> TUS TAREAS
1: Reescribe el pasaje del texto sobre las reformas electorales que empieza con las palabras que contienen "Las sucesivas reformas" y termina con "mejor su trabajo.". Pon "organismos electorales" en lugar de "órganos electorales".
2: Prosigue el texto sobre las reformas electorales a partir de su última oración.

> FRAGMENTO

Por Norberto Hernandez

Las sucesivas reformas electorales han reflejado el momento político en el que fueron creadas. Sus diseñadores cedieron en lo que podían controlar y aprobaron aquello que no ponía en riesgo su continuidad en el poder. Los órganos electorales, que son los administradores de las elecciones, responden a la lógica del equilibrio de fuerzas de la coyuntura que dio forma a sus alcances. También existen límites autoimpuestos por algunos institutos electorales. Casi optan por el silencio, pierden el habla y la capacidad de iniciativa para hacer mejor su trabajo.

Al final, el juego de los partidos se limita a impulsar iniciativas y “sacar” reformas de una mayoría que se impone, dejando a la oposición en su papel de legitimador de lo acordado en los niveles a los que no tiene acceso. A esa oposición siempre dieron algo, para que no rompiera con el fin último de los acuerdos políticos. Esa lógica funcionó bajo el modelo del dominio de los partidos que compartían visión de gobierno y más específicamente cuando, a pesar de sus diferencias, garantizaban los intereses de los grupos económicos que los patrocinaban.

En México, esa marcada tendencia posrevolucionaria, fue derrumbada por 30 millones de electores que decidieron dar el triunfo a un candidato que representa lo contrario a los tres partidos dominantes en el territorio nacional. Este es el tercer hecho histórico vivido en México en los últimos 33 años, impulsado por un partido con amplio apoyo popular. El primero ocurrió en 1987, cuando el sistema mismo se fracturó y creó a su propia oposición con la escisión de cuadros militantes del partido heredero del discurso de la revolución mexicana. El Partido Revolucionario Institucional (PRI) vio cómo se rompió la unidad de la familia revolucionaria, encabezada por el hijo del héroe de la expropiación petrolera y sólido cimiento de la cultura del nacionalismo mexicano.

> REGISTROS

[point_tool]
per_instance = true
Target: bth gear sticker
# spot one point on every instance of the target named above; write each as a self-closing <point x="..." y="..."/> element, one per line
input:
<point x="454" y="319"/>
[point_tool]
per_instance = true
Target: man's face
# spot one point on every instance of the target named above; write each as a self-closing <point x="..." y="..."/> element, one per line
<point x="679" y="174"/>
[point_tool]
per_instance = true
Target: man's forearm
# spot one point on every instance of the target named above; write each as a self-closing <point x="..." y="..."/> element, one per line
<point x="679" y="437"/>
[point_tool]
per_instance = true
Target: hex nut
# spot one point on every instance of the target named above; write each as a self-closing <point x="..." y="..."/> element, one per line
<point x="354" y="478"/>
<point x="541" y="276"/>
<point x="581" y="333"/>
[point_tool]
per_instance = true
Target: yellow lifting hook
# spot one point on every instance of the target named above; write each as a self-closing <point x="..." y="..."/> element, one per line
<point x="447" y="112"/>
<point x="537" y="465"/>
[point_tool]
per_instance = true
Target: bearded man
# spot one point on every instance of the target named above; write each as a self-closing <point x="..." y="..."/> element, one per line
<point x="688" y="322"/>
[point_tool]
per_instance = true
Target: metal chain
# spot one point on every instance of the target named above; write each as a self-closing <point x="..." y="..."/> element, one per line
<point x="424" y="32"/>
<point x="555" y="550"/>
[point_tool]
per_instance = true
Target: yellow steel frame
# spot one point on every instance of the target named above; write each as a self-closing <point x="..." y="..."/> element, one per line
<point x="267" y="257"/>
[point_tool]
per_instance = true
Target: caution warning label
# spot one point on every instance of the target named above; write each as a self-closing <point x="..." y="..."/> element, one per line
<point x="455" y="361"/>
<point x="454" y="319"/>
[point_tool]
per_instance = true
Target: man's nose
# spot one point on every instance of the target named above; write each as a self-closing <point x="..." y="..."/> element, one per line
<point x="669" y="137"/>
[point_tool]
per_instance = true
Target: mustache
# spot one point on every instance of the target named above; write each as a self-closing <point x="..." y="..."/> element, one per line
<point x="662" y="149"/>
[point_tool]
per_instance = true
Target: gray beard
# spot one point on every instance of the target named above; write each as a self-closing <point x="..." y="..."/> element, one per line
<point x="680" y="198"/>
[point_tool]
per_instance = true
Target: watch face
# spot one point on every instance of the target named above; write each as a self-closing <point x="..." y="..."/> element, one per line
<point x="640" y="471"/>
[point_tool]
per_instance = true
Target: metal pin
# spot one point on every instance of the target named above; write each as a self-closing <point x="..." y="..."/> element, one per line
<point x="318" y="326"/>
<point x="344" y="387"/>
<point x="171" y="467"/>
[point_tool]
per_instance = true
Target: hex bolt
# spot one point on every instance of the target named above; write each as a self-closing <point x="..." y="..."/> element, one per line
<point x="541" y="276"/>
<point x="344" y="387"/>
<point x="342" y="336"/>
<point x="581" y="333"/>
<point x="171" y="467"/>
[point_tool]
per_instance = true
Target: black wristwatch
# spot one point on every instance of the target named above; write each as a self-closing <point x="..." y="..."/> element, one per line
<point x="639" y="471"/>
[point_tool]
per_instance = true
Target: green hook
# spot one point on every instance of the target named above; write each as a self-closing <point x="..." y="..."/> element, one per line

> TAREAS RESUELTAS
1:
Las sucesivas reformas electorales han reflejado el momento político en el que fueron creadas. Sus diseñadores cedieron en lo que podían controlar y aprobaron aquello que no ponía en riesgo su continuidad en el poder. Los organismos electorales, que son los administradores de las elecciones, responden a la lógica del equilibrio de fuerzas de la coyuntura que dio forma a sus alcances. También existen límites autoimpuestos por algunos institutos electorales. Casi optan por el silencio, pierden el habla y la capacidad de iniciativa para hacer mejor su trabajo.

2:
El segundo acontecimiento es consecuencia del primero. En las elecciones de 1988, además del fraude electoral para imponer al candidato del PRI, se inició con un cambio al modelo económico que se había sustentado en el nacionalismo revolucionario y en el cierre de la frontera con los Estados Unidos para sobreproteger la producción nacional. El presidente surgido de la manipulación electoral promovió con astucia la llamada reforma del Estado que no fue otra cosa que la privatización de las empresas públicas. Fue el sexenio donde México se sumergió en las aguas turbulentas del llamado modelo neoliberal. La economía mexicana cambió a golpe de decretos, entregando actividades estratégicas del Estado en manos de particulares que pronto se convirtieron en familias dueñas del destino patrio y, de al menos, de dos de los tres partidos nacionales. El resultado fue un mayor desmantelamiento del Estado, la ampliación de la pobreza y una dependencia mayor en materia de ciencia y tecnología. En seis sexenios sucesivos, los mexicanos aprendimos a entender aquel dicho popular, “no me defiendas compadre”.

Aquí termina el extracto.